▶ **Exercise details**
Copy out each line exactly; pictures stay out of the copy.

:: Provided material

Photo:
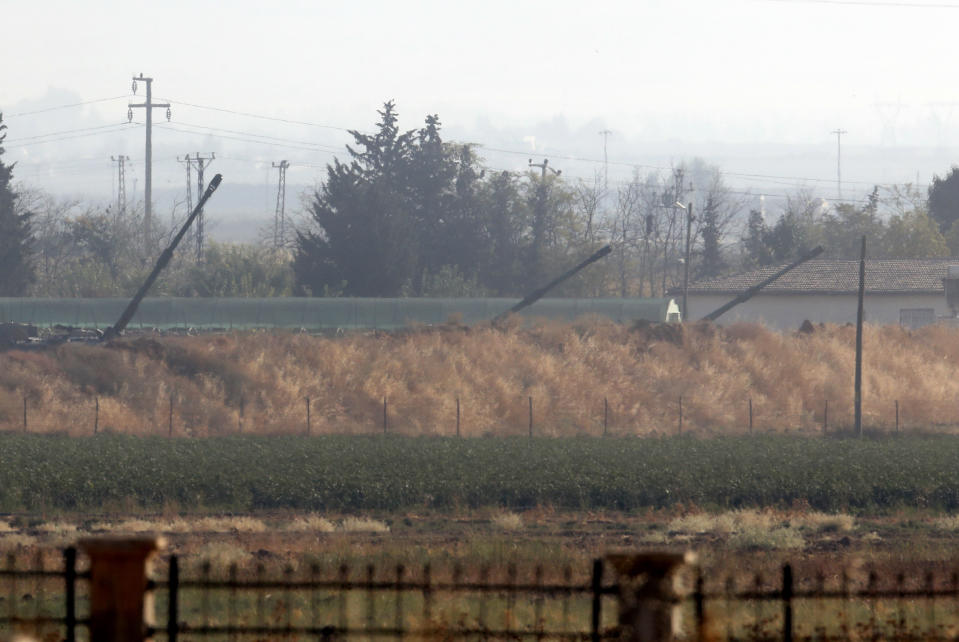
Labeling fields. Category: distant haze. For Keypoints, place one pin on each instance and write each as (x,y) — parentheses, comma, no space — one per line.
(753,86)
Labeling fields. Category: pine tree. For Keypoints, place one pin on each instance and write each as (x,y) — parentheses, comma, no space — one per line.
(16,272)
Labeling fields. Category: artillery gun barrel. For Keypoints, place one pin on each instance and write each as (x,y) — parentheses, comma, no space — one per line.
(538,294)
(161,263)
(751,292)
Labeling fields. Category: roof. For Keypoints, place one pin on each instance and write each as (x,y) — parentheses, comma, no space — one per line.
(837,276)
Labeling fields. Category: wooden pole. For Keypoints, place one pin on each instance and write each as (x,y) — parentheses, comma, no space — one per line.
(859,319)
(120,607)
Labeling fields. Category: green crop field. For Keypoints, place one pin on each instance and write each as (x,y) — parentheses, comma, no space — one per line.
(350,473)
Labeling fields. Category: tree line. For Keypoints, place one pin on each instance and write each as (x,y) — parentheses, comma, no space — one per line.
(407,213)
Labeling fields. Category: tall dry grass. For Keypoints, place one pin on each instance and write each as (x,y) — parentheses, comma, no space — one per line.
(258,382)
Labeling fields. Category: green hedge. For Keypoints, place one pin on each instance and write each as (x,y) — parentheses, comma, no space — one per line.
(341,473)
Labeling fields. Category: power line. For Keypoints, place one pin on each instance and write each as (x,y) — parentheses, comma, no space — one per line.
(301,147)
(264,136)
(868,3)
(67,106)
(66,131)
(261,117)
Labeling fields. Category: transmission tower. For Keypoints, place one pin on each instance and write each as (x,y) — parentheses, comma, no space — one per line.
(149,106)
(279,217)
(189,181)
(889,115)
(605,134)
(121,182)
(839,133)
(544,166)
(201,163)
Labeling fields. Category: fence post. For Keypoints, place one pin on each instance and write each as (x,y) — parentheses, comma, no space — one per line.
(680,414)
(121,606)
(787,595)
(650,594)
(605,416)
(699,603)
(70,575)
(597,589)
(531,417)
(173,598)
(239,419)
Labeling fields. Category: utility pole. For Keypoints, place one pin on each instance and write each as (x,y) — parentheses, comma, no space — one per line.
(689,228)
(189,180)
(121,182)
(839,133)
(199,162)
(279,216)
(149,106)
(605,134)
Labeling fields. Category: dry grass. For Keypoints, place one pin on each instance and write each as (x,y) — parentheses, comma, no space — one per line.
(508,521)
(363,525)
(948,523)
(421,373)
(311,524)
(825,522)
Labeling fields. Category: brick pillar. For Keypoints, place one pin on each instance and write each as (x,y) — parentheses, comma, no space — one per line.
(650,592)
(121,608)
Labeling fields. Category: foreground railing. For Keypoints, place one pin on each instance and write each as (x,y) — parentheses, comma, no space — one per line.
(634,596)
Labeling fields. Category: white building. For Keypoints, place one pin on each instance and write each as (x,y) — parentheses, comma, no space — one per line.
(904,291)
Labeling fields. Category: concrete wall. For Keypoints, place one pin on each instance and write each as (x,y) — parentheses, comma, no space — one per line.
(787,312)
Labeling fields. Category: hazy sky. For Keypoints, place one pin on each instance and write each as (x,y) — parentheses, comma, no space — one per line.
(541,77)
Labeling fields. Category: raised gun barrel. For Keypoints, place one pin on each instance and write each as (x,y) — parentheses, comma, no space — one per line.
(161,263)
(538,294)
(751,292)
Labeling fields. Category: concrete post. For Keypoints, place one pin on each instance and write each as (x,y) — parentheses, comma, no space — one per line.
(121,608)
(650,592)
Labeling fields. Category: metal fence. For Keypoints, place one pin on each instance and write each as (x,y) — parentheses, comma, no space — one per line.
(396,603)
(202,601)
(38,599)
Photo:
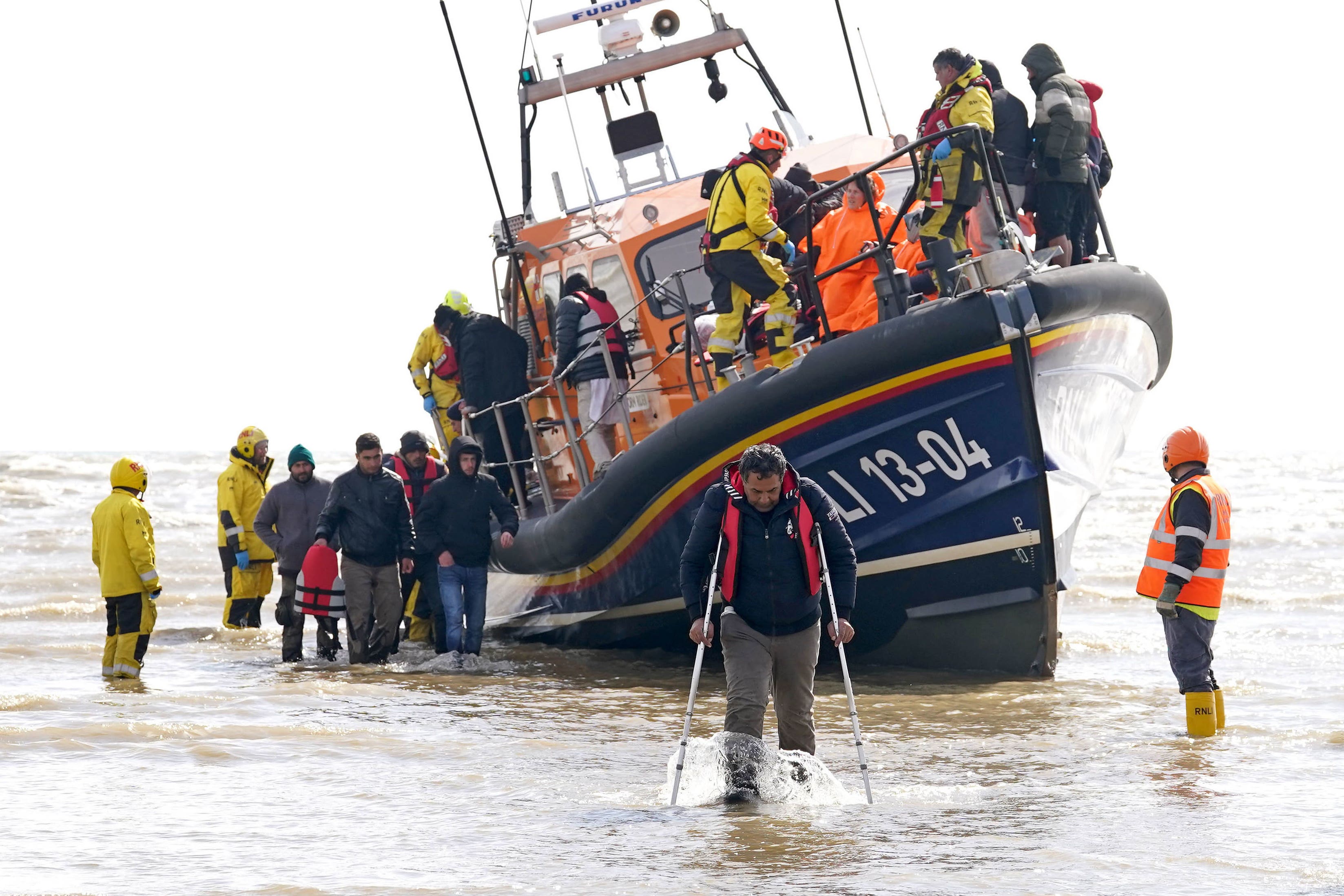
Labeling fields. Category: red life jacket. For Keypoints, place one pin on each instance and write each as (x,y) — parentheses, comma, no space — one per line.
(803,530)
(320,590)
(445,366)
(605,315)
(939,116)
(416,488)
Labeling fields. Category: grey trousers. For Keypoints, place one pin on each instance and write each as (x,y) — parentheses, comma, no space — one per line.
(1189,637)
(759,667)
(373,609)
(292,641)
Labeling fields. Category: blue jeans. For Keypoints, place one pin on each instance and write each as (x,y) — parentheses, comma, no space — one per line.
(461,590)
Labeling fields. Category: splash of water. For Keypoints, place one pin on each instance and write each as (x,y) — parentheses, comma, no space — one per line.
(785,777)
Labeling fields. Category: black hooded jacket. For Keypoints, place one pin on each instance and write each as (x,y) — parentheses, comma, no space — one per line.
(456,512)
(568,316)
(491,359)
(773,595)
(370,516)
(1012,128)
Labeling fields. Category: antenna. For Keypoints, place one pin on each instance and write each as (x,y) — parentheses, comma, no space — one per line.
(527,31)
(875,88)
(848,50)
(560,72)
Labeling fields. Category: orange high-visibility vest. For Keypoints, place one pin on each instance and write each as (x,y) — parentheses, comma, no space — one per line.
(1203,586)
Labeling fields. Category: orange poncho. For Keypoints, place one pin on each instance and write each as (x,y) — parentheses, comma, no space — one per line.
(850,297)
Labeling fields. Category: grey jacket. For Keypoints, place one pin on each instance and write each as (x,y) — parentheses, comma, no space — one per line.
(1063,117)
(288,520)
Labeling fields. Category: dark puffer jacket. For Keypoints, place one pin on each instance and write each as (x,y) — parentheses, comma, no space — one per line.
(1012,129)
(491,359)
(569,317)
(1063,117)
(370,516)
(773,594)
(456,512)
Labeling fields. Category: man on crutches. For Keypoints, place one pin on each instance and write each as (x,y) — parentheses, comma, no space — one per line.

::::

▶ **Expected output**
Photo:
Labeling fields. Category: distant haze. For Keypoints, place one pin on each instance and write each as (x,y) — parentheses, comma, no space — one per line.
(753,86)
Labeling fields. Category: pine tree. For Keypoints, place one pin on each instance and write each as (x,y) — parentheses, comma, no space — one per line.
(16,272)
Labeling fields. Category: artillery gun barrel. For Keypoints, place one pin on each instance and write each as (x,y) — parentheses, comma, no space — one per line.
(538,294)
(161,263)
(751,292)
Labeling fields. Category: roof. For Keypoints, place one pin on each instance and write each as (x,y) — parentheses, comma, no space — one per line.
(837,276)
Labeling fields. Category: wooden pole. For Keypoints, place one pin on each instance and write each as (x,y) — parentheses, comma, no space — one per line.
(859,319)
(120,607)
Labeling fields. Category: green crop field. For Keypoints, place one pin on each instance and write each as (x,y) — parentheses, comma, no space — one per line.
(350,473)
Labeling fields. Category: tree line. For Keypoints, place one pin on each instance and write each as (x,y) — parentheses, comma, no space — one per line.
(407,213)
Labeling fields. Category: tall dry grass. For Keypoints, place one pin on each instance and write each as (x,y) — parentheses, comma, no space — one per line.
(258,382)
Labeling fields. Category: green hedge. For Keypoints, place one pin on each instance and write each as (x,y) — parentheses, comma, no space — one per line.
(341,473)
Labeling fields. Category: power line. For Keypoints, place one pin on each instance and write each as (x,y) — parentheses, comma, no space — one per line.
(301,147)
(264,136)
(868,3)
(67,106)
(66,131)
(261,117)
Labeling fields. Category: transmission tower. For Keypoints, place one pin on each instance and write each as (x,y) — parentheses, comma, no space — one per line.
(149,106)
(279,217)
(189,181)
(889,115)
(605,134)
(121,182)
(839,133)
(544,166)
(201,163)
Labeling fields. Category: fence post. For Keypoints, place one pin on each instance and write each as (x,y) — parentheses, comma, no space — one per line.
(680,414)
(121,606)
(787,595)
(650,594)
(605,416)
(699,603)
(70,575)
(597,589)
(531,417)
(173,598)
(239,419)
Labeling fields. Category: utility pole. For Keypoints, place one pin on each instance and write each as (x,y) — parentheses, comma, no space — one per line.
(689,228)
(189,180)
(121,182)
(839,133)
(199,162)
(279,216)
(149,106)
(605,134)
Labeling fields. Category: dry grass. For Keypoints, place one pin on each instance and write each as (x,y) — parentheses, comma, no space — one per line.
(508,521)
(363,525)
(948,523)
(421,373)
(311,524)
(825,522)
Labeling fields. Category: brick pillar. For Keypoints, place one pin on each instance and write each as (x,y) — parentheses, comma, no space — one per line.
(650,592)
(121,608)
Labeling fields. Category: foreground railing. For Keypoints, place one pin on each instance and write each as (x,y) — parentheses, comma, no space — one per line.
(634,596)
Labeling fields. Category: white building. For Keypoints, place one pin on each instance and write each as (x,y) — parentheses, comma, no space — one per line.
(904,291)
Labeling fields. Category: concrete wall. For Keypoints, place one pin on each instance and write each as (x,y) — parentheses, comma, no space — one per line.
(787,312)
Labeling fields. Category: hazy sky. For Keypoints, place one pin on each instance and write each as (x,y) — parentheses, comma, no space — one per line.
(541,77)
Labeling fields. Category: raised gun barrel. For Keypoints, place one pin on each instance and write each as (x,y) — parentheses, comma, no space — one per line.
(161,263)
(538,294)
(751,292)
Labeling fields. Category: concrete post. For Keypoints, place one pin on each instance and write each as (x,y) — parentheses, comma, no space — one per line.
(121,608)
(650,592)
Labeling fields. Category: metal fence. For Keypoints, place one pin on each instance and write each as (x,y) — parentheses, comma, no space — one per line.
(396,603)
(202,601)
(38,599)
Photo:
Labeling fields. Category: red life jacket. For Keypoints, place one pin on each instance and write each as (x,y) — parentheses, comma, no space — one per line.
(803,530)
(320,590)
(445,366)
(605,315)
(939,116)
(416,488)
Labeling fields. Category: grey trousers. For Keypoints, place one pin on each instance and write each as (x,y) — parentheses, comma, no space — one per line.
(1189,637)
(759,667)
(373,609)
(292,641)
Labeling fields. Category: blue jeans. For Keypoints, place one pin on each instance and write each as (x,y) — parentheses, comma, no space — one per line.
(461,590)
Labeling fields. Category: splash of water. For Keypoints, place one pin on each instance and write each as (x,y) — parentheses, comma, no space — one per line.
(785,777)
Labeling fields. Category: black hooded jacket. For Keypoints, place one pin on each instance and write each as (x,y) — parentheses, comma, no space — one per line.
(456,512)
(568,316)
(491,359)
(773,595)
(370,516)
(1012,128)
Labeling fields. Category: antenna. For Keypoints, place one pin on each instance and write each as (x,y) — parentheses, comma, no space — one per line.
(527,31)
(875,88)
(848,50)
(560,72)
Labeling fields. Category: orange high-visibility vest. For Keypoints, place one pin on each instance and write each as (x,y) — parentheses, comma, no space — one per line.
(1203,586)
Labeling fields. Category: orange poncho. For Keypoints, place one pin on each instance and write each as (x,y) — parentheses, comma, no space — one per line.
(850,297)
Labeling fields. Category: grey jacket. For Keypoints, place one pin on each instance and write each as (x,y) — parentheses, comma, no space — one per line.
(1063,117)
(288,520)
Labeling fields. Category: dark puffer jacket. For Keypoints, place one pin on each instance and write each as (x,y) — parentheses, comma, no space — one per line.
(1012,129)
(491,359)
(569,317)
(1063,117)
(370,516)
(773,594)
(456,512)
Labeling fields. Category: man on crutches. For Keypoints, place one pin on each instance and write each as (x,y) — parentheses, comma, no space — one per line.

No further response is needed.